• **TASK STATEMENT**
Write the records out exactly, so that no picture remains in the copy.

• **DATA IN THIS EXERCISE**
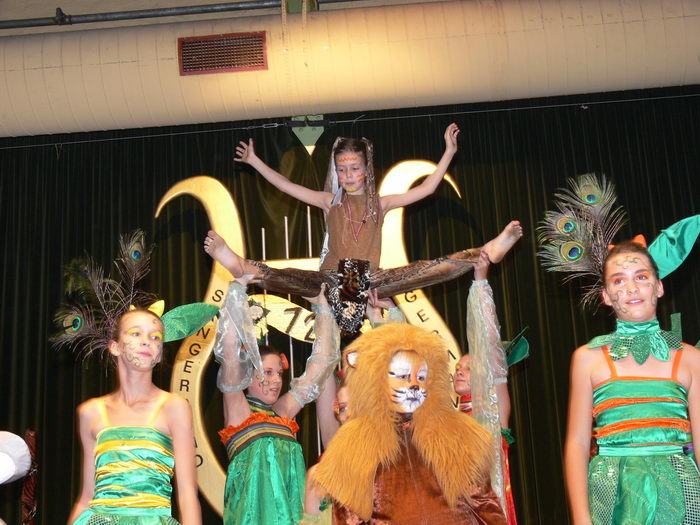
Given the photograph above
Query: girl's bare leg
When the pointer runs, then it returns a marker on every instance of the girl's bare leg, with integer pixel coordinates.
(497, 247)
(216, 246)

• **WRITTEN RESPONSE**
Given the photograph above
Query: girl's bare leg
When the pointer runs, then it returns a marker on every instance of the girl's bare leg, with integer pixel coordinates.
(497, 247)
(216, 246)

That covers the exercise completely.